[Object position labeling entries]
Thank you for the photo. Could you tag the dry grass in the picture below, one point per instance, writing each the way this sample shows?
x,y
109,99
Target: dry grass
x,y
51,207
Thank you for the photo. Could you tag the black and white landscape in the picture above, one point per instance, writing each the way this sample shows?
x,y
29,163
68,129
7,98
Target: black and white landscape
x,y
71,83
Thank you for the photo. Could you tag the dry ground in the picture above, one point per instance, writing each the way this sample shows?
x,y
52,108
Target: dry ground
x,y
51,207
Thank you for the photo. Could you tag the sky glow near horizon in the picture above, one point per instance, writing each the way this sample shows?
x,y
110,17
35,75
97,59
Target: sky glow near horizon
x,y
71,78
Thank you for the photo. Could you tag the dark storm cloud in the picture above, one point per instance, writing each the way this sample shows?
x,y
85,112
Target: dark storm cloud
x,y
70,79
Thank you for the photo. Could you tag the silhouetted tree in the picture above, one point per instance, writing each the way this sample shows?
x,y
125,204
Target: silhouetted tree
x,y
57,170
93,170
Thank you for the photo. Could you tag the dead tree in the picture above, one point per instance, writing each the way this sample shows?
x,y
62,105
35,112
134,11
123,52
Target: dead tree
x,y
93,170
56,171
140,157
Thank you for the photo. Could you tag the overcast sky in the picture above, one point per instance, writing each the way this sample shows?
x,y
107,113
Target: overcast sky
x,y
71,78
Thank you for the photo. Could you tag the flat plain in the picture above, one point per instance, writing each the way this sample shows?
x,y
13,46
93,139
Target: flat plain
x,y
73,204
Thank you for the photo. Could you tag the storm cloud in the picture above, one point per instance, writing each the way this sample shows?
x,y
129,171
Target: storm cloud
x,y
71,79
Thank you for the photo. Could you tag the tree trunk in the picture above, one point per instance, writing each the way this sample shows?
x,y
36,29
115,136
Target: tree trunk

◆ AIM OF THE TASK: Set down all of the records shown above once more, exactly.

◆ OUTPUT:
Thank you for the photo. Could you tag the dry grass in the picture below, one point per instance, writing each the way this sample shows?
x,y
109,99
Target: dry grass
x,y
51,207
Thank you for the photo. Could you tag the black and white landscape in the picture above, one point per instance, writing each the way this sample shows?
x,y
29,163
68,129
7,98
Target: black and white landscape
x,y
71,83
Thank you for the photo. Could you tag the dry ground in the picture above, one point per instance, writing each the way this sample shows?
x,y
52,108
Target: dry ground
x,y
51,207
Thank you for the photo. Could you tag the sky glow near horizon in the picture above, one point per instance, writing each the way this sample shows?
x,y
110,17
35,75
97,59
Target: sky glow near horizon
x,y
71,78
Thank you for the photo. Could you tag the dark storm cloud in the picture above, one point per instance, writing each the way this sample shows?
x,y
85,112
Target: dark storm cloud
x,y
70,79
Thank you for the photo. Could you tag the silhouetted tree in the picture above, one point per instance, writing each the way this sample shows?
x,y
125,204
Target: silhouetted tree
x,y
57,170
93,170
Thank you for the photo. Could you tag the dead tree in the picture above, one point per instance, writing each the way this sample shows?
x,y
62,105
35,112
134,11
123,52
Target: dead tree
x,y
93,170
56,171
140,157
Thank you for the photo. Could you tag the overcast sky in the picture above, one point per instance, writing each the way this sample shows?
x,y
107,113
Target: overcast sky
x,y
71,78
Thank you for the photo. Could you tag the flat plain in the picture above, one point per instance, writing each the way this sample shows?
x,y
13,46
93,139
Target: flat plain
x,y
73,204
Thank you for the photo. Could you tag the storm cloud in the picture above, one point per instance, writing each the way this sample shows?
x,y
129,171
Target: storm cloud
x,y
71,79
Thank you for the photo. Could you tag the tree trunk in the picture above, one point per instance, writing each the way this sample shows?
x,y
36,29
115,136
Target: tree trunk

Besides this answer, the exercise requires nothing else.